■ **Work order**: Write the next part of the Next.js sitemap and robots.txt article below, starting right after its final line.

■ **Reading text**:
+--

Do I still need a sitemap with good internal linking?

For an established site with solid internal links, Google usually finds everything without one. For a brand-new site with few backlinks, a submitted sitemap meaningfully accelerates first-time discovery.

How often should the sitemap update?

On every publish. If `app/sitemap.ts` reads your content collection, it regenerates on every build automatically — no manual step.

Should I include `lastModified`?

Yes, when it reflects a real update timestamp. It helps Google prioritize re-crawling changed pages. Do not set it to the current date on every URL or it becomes noise Google ignores.

Can I keep AI search bots while blocking training bots?

Yes. Block `GPTBot`, `ClaudeBot`, `Google-Extended`, and `CCBot` to opt out of model training, but leave `OAI-SearchBot`, `Claude-SearchBot`, `ChatGPT-User`, and `PerplexityBot` allowed so you stay citable in AI search results.

When would I use `generateSitemaps()`?

Once you cross 50,000 URLs (or 50 MB) in one file. Below that, a single `app/sitemap.ts` is simpler and works fine.

Indie Dev & Website Building

Next.js Sitemap and robots.txt: The App Router Way (2026)

A correct sitemap and robots.txt decide whether Google indexes your Next.js site. Here are the App Router idioms for both, verified against Next.js 16.

Published: May 15, 2026 Updated: Jun 05, 2026 Author: AI Productivity Guide Team 🌐 查看中文版本

Sitemaps and robots.txt are boring infrastructure until Google reports “Discovered – currently not indexed” because your sitemap is missing half your pages, or until a stray Disallow: / left over from a staging deploy quietly de-indexes your whole site. Next.js App Router gives you two clean, typed ways to generate both. Pick one per file and own it.

TL;DR

Under ~100 static pages: a hand-written public/robots.txt plus a generated sitemap is fine. For anything driven by a content collection or database, use App Router’s app/robots.ts and app/sitemap.ts so the files rebuild on every deploy.
A single sitemap maxes out at 50,000 URLs / 50 MB (Google’s hard limit). Next.js does not auto-split — past that you call generateSitemaps().
robots.txt is a crawl preference, not access control. Well-behaved bots obey it; it does not stop anyone from fetching a URL.
Verified on Next.js 16.2 (App Router) as of June 2026.

+--

[Saved entries]
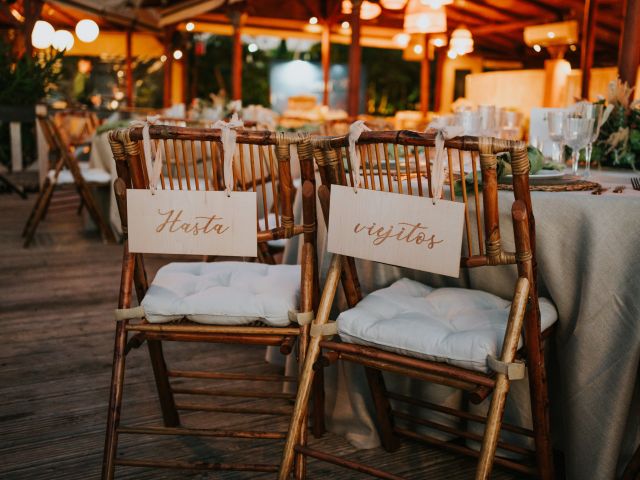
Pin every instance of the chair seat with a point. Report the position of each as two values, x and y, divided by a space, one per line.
223 293
452 325
90 175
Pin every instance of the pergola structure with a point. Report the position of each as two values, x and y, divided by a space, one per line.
608 35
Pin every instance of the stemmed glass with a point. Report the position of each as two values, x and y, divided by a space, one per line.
576 135
594 112
555 124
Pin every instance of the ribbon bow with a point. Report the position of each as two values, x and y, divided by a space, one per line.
443 132
152 157
355 130
228 137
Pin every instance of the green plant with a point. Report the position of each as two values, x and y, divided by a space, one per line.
26 80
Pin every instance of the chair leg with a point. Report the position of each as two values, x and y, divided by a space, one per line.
40 209
115 403
165 395
389 440
319 427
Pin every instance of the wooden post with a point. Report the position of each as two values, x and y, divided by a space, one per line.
129 69
588 43
237 20
168 67
424 78
325 50
629 57
355 60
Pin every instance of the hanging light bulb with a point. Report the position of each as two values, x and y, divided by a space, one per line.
461 41
369 10
421 18
62 40
393 4
42 34
87 30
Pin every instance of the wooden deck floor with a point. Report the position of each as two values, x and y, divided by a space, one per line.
56 304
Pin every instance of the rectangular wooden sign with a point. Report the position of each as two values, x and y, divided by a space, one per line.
401 230
192 222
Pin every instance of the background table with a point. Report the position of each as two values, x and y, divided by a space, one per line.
588 253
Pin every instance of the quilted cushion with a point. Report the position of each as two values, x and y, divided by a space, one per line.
223 293
453 325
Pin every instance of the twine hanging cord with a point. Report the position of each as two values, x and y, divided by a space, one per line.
355 130
443 132
153 157
228 137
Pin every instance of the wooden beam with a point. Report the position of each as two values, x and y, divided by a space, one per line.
588 44
129 70
355 60
325 52
629 56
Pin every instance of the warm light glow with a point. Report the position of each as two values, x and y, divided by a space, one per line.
87 30
435 4
461 41
420 18
393 4
62 40
42 34
401 39
369 11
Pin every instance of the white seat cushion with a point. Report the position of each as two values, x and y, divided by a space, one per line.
223 293
452 325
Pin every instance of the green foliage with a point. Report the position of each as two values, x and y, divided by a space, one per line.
27 80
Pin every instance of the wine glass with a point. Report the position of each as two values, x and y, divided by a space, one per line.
555 124
576 136
594 112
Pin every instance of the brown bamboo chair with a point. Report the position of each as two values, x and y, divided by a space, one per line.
66 172
481 247
269 156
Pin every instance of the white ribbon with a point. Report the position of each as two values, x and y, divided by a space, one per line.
228 137
152 158
355 130
443 132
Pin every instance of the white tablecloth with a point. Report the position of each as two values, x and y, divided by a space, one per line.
588 256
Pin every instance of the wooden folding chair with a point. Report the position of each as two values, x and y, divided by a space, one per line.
66 172
400 162
269 159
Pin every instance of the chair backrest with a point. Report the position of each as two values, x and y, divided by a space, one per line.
400 162
193 160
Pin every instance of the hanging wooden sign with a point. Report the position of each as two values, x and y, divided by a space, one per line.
402 230
192 222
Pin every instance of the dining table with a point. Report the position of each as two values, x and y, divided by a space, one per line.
588 257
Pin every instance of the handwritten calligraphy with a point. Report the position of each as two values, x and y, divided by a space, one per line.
173 223
402 232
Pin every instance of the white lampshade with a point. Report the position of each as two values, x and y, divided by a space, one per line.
369 10
87 30
62 40
393 4
461 41
42 34
419 18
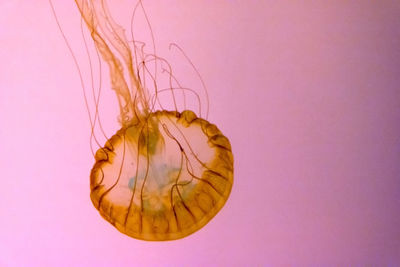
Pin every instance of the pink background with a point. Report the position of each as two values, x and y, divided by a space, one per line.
308 94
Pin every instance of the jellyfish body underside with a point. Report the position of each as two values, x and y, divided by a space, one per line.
163 178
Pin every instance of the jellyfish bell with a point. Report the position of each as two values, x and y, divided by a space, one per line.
165 173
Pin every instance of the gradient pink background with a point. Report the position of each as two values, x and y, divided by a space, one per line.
308 93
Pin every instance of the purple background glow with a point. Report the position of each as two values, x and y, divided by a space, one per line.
308 93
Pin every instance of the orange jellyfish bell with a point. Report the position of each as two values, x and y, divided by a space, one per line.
164 174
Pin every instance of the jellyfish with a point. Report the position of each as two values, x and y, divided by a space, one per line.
166 172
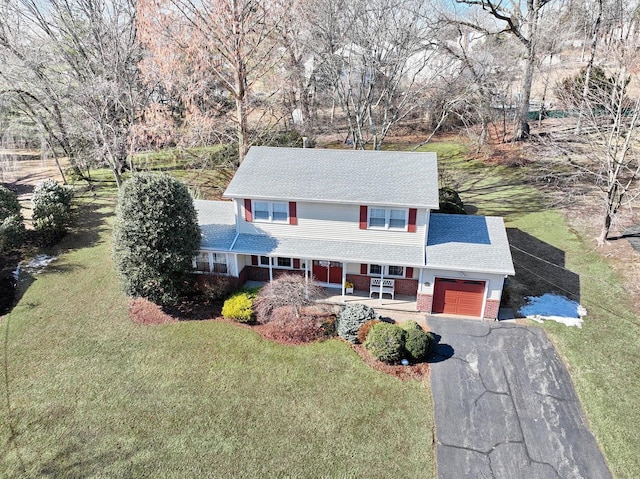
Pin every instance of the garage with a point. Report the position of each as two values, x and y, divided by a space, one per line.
458 296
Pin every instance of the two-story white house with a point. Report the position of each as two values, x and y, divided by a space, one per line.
338 216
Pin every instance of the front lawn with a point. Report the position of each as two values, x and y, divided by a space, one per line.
90 393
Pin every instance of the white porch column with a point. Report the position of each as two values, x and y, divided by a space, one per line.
306 278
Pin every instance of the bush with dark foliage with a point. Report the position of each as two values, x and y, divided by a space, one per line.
364 330
418 343
51 210
351 319
386 342
155 237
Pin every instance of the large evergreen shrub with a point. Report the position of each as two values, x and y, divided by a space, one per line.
352 317
386 342
51 210
11 222
155 237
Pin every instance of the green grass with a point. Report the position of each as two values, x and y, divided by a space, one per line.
603 355
90 393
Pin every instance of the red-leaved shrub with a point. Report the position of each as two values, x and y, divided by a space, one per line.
288 327
287 290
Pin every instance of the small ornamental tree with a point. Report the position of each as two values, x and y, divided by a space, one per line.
51 210
11 222
155 237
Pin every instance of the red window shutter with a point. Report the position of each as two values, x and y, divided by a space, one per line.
293 217
247 210
413 212
363 217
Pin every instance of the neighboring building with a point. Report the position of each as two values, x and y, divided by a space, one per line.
358 216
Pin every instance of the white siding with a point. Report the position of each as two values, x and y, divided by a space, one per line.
329 221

+--

■ **Exercise output**:
Static vs dynamic: which to use

Situation	robots	sitemap
Marketing site, <100 fixed pages	`public/robots.txt`	`app/sitemap.ts` or hand-written `public/sitemap.xml`
Content/MDX site, pages from a collection	`app/robots.ts`	`app/sitemap.ts` reading the same collection
Over 50,000 URLs	`app/robots.ts`	`app/sitemap.ts` + `generateSitemaps()`
Per-tenant or per-locale rules	`app/robots.ts` (dynamic)	`app/sitemap.ts` (dynamic)

The rule of thumb: if the file’s contents change when you publish content, generate it in code. A hand-written sitemap goes stale the first time you forget to edit it.

Symptoms you actually have a problem

You launched a Next.js site and Google has indexed fewer than 30% of your articles after two weeks.
Search Console → Sitemaps shows “Couldn’t fetch”, “Sitemap could not be read”, or “0 discovered URLs”.
The deployed robots.txt contains Disallow: /. That blocks everything. It is the single most common self-inflicted SEO outage.
Your sitemap returns Content-Type: text/html instead of application/xml, so Google rejects it without a clear error.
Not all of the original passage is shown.